| Entries from a data collection |
»»
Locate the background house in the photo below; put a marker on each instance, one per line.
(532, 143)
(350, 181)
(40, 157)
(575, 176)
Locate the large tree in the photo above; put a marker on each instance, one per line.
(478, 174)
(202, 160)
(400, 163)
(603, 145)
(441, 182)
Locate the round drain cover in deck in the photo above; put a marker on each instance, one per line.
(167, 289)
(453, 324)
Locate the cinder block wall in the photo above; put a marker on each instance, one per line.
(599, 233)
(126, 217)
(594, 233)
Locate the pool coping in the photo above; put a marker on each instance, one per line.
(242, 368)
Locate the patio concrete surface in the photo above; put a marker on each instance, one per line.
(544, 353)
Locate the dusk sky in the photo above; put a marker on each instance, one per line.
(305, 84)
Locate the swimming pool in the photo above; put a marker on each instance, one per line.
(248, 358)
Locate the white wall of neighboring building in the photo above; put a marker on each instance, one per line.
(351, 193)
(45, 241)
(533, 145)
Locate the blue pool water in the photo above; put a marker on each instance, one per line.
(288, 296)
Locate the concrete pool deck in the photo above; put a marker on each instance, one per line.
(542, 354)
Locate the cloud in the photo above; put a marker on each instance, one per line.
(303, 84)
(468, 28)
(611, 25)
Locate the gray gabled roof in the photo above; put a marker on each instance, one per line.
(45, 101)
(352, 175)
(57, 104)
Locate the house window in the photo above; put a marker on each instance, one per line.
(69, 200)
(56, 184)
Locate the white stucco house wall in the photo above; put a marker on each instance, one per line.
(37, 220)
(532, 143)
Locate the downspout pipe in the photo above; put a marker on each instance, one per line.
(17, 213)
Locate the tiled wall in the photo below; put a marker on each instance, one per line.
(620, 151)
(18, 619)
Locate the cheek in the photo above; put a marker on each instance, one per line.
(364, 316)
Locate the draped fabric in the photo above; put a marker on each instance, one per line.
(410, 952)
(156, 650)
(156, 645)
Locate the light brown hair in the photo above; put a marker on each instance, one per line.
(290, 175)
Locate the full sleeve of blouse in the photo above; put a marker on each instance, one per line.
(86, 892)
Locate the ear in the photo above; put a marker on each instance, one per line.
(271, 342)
««
| Exercise aim |
Copy the entries above verbatim, everything from the line containing "Locate the pool" down to the last entry, keeping both ends.

| Task response |
Locate the pool coping in the photo above; put a marker on each instance, one per line.
(242, 368)
Locate the patio concrete surface in the photo above; put a marker on each instance, one per line.
(544, 353)
Locate the dusk sky in the photo above; put a marker on each instance, one per line.
(305, 84)
Locate the swimming pool in the photo above; put a marker on each instance, one per line.
(248, 358)
Locate the white wall of neighboring building in the photo above; put a marker on each instance, one per line.
(351, 193)
(45, 241)
(533, 145)
Locate the blue pool water in the photo above; put a marker on each instance, one per line.
(288, 296)
Locate the concrete pool deck in the photo above; put a marker on each instance, one per line.
(542, 354)
Locate the cloud in the photo above; put a marker on each instance, one per line.
(303, 84)
(468, 28)
(611, 25)
Locate the gray gabled roof in the photo above; put a marker on each instance, one per line.
(45, 101)
(352, 175)
(57, 104)
Locate the house window in the photo above; put a marker on each instance, one per line.
(69, 200)
(56, 184)
Locate the white stucco house wall in the photo above; put a marker on each instance, one per line.
(37, 220)
(532, 143)
Locate the downspout pipe in the photo above; put a marker on each instance, one per line.
(17, 213)
Locate the tiled wall in the photo below; put a marker on each instance, one per line.
(620, 151)
(18, 619)
Locate the cheek in the photo above; put a marker on each instance, one per line.
(364, 316)
Locate the draped fabric in the photo above; put a marker on each instance, one per line.
(410, 952)
(156, 650)
(156, 645)
Locate the light brown hair in the photo above; put a marker on each instance, one per line.
(290, 175)
Locate the full sleeve of blouse in the photo above; put a marker on each instance, one per line.
(86, 892)
Locate the ear in the photo above; put a marker on each instance, one per line.
(271, 342)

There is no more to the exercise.